_Document excerpt_.

■ ■ ■ ■

* Finance Minister says Sarrazin fails to meet obligations
* Germans blame immigrants for failing to integrate - poll
By Dave Graham
BERLIN, Sept 1 (Reuters) - A majority of Germans do not believe the Bundesbank should sack a member of its board who has divided the nation with disparaging comments about Muslim immigrants, a survey showed on Wednesday.
Over the past week and a half, the central bank’s Thilo Sarrazin has dominated headlines with criticism of Germany’s large Muslim community, and contentious remarks asserting that Jews have a particular genetic makeup.
Chancellor Angela Merkel and a host of leading politicians have rebuked the 65-year-old Sarrazin, who has said immigrants of Turkish and Arab origin refuse to integrate, sponge off the state and make the country less intelligent on average.
Germany’s Central Council of Jews and others have urged the Bundesbank to dismiss Sarrazin, but the bank said on Wednesday it had put off a decision over his fate until at least Thursday.
A survey by pollster Emnid for N24 television showed 51 percent of respondents saw no need for the bank to fire Sarrazin, with 32 percent taking the opposite view.
German Finance Minister Wolfgang Schaeuble added to pressure on the bank to act, saying Sarrazin had failed in his duties.
“He has quite obviously failed to meet his obligations: restraint,” Schaeuble said. “This kind of breaking taboos does not bring our country forwards, it only does the opposite.”
The television poll of around 1,000 people showed more disagreeing with than backing the views of the banker, who has set out his musings on immigrants in a new book “Deutschland schafft sich ab” (Germany does away with itself).
Some 35 percent of respondents said they “rather rejected” his theories, which have been applauded by far-right parties at home and abroad, with only 30 percent taking the opposite view.
Still, 56 percent of those polled said migrants were to blame for their integration problems, while only 11 percent held the opinion that Germans were responsible for the difficulties.
In his book, Sarrazin writes: “I don’t want my grandchildren and great-grandchildren to live in a mostly Muslim country where Turkish and Arabic are widely spoken, women wear headscarves and the day’s rhythm is determined by the call of the muezzin.”
On Tuesday he was forced to cancel the first reading of his book, which appears set to become a bestseller, due to security fears after anti-fascist groups said they planned a protest.
Sarrazin rejects accusations of stirring up divisions in Germany, where at least four million Muslims live. Most are of Turkish background, with an estimated 280,000 of Arab origin.

■ ■ ■ ■

_Listed records_.
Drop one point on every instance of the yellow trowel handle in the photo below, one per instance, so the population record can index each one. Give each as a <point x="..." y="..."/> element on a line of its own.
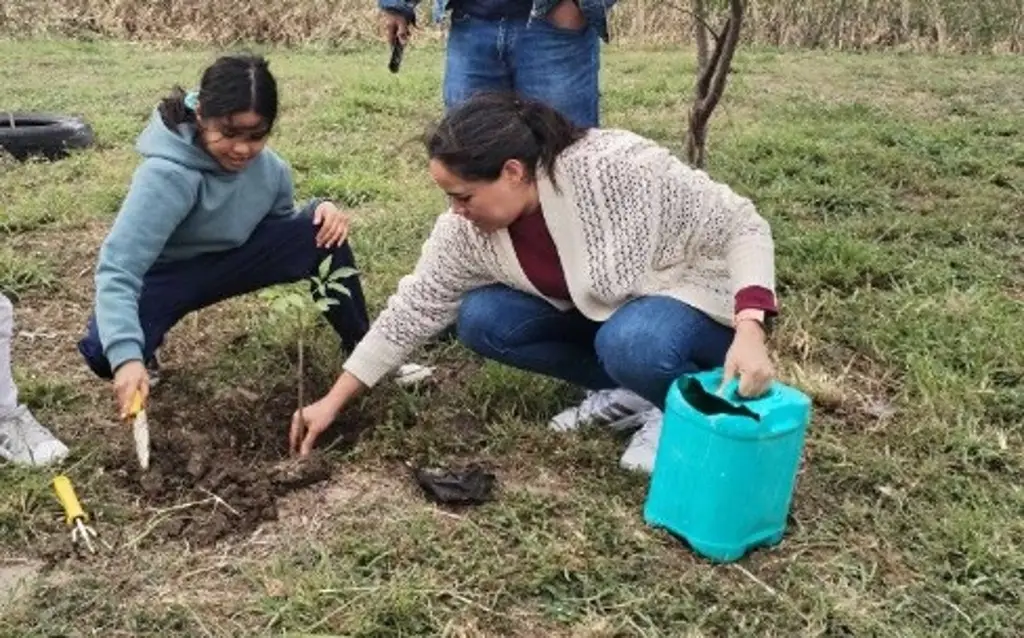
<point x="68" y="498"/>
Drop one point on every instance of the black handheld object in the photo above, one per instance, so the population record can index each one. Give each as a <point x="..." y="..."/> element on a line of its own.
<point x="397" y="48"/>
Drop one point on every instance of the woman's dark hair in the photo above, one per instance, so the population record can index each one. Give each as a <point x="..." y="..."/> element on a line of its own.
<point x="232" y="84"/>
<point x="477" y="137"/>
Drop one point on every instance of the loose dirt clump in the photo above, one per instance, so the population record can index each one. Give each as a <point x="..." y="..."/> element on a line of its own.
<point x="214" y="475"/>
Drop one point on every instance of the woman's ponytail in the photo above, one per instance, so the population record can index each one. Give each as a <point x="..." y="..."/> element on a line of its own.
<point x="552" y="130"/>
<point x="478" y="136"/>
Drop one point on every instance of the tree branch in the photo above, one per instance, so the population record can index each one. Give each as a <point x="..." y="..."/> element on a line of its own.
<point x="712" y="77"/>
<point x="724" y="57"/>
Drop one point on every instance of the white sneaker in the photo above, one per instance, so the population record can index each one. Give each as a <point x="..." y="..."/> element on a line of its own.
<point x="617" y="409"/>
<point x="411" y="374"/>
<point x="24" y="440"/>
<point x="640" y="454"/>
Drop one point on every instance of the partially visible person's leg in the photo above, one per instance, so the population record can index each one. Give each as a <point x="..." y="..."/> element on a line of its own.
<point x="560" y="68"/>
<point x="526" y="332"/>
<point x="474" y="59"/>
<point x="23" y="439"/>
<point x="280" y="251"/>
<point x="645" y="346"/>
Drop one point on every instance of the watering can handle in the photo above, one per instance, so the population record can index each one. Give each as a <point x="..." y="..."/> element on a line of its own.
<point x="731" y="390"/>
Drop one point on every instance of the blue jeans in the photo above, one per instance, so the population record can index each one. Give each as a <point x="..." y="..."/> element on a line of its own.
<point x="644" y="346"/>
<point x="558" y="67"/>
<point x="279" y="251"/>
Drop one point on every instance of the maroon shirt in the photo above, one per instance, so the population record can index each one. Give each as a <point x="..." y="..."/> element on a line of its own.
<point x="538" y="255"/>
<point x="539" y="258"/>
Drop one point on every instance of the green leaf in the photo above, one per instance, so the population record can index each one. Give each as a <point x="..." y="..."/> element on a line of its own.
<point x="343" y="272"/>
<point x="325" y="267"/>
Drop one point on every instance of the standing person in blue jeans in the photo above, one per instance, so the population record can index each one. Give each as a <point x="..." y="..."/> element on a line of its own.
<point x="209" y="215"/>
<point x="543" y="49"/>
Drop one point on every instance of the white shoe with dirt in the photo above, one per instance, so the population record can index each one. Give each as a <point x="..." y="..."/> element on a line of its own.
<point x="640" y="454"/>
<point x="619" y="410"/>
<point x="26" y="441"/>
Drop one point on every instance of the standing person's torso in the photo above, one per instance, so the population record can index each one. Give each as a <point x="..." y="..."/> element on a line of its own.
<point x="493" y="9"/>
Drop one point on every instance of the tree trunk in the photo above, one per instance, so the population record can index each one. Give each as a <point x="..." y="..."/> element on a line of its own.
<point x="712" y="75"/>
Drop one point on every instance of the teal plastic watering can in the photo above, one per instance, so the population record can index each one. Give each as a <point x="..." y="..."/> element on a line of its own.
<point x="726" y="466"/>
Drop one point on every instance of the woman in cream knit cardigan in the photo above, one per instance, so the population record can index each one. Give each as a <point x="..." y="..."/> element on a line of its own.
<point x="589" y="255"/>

■ ■ ■ ■

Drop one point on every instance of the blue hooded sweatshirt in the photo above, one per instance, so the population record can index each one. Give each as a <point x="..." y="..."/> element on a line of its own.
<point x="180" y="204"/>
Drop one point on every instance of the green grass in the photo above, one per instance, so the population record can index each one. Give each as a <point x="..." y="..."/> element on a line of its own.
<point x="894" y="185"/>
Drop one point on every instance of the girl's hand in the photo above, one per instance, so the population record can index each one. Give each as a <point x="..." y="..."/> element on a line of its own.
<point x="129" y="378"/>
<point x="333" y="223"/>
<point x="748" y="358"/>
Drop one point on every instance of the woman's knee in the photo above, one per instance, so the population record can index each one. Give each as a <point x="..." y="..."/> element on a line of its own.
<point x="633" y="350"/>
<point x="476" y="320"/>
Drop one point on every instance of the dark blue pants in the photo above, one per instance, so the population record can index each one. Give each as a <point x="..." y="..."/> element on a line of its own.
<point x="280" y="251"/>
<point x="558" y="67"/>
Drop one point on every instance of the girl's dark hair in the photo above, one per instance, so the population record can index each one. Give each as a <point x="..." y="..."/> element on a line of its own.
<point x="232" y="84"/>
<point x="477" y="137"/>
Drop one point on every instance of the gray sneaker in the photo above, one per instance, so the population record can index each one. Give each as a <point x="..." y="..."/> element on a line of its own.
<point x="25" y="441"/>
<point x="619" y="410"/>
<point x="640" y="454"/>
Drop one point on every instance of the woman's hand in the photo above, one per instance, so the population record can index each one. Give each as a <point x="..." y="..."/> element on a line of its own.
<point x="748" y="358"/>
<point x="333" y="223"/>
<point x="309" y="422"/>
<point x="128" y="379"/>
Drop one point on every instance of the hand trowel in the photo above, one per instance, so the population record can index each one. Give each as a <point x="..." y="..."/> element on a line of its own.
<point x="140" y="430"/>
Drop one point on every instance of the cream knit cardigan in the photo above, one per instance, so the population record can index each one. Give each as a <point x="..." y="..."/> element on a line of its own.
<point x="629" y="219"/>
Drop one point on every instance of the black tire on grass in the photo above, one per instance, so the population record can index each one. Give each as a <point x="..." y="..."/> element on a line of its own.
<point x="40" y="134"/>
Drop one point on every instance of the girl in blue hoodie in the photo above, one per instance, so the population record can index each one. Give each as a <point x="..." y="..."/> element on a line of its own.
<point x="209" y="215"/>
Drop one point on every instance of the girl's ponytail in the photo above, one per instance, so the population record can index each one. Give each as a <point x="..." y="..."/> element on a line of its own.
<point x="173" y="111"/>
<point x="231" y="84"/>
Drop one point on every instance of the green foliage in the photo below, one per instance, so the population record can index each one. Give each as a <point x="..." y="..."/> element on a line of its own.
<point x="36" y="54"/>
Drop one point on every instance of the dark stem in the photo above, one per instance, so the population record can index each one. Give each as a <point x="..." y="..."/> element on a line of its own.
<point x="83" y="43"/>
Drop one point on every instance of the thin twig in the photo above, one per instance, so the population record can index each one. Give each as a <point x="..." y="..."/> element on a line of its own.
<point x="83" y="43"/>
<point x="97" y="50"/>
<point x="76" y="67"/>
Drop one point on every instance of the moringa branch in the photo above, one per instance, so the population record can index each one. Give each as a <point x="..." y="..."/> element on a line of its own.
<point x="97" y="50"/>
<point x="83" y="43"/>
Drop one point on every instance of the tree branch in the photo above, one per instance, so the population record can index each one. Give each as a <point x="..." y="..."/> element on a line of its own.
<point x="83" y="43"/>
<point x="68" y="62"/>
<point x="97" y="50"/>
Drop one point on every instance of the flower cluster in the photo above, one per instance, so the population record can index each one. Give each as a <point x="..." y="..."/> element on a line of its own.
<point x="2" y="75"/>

■ ■ ■ ■

_What you need to do_. Return the passage of the article about Thilo Sarrazin from "In his book, Sarrazin" up to and including "planned a protest.", copied word for word. Please rely only on the article about Thilo Sarrazin and disregard the data.

_Response to the exercise_.
In his book, Sarrazin writes: “I don’t want my grandchildren and great-grandchildren to live in a mostly Muslim country where Turkish and Arabic are widely spoken, women wear headscarves and the day’s rhythm is determined by the call of the muezzin.”
On Tuesday he was forced to cancel the first reading of his book, which appears set to become a bestseller, due to security fears after anti-fascist groups said they planned a protest.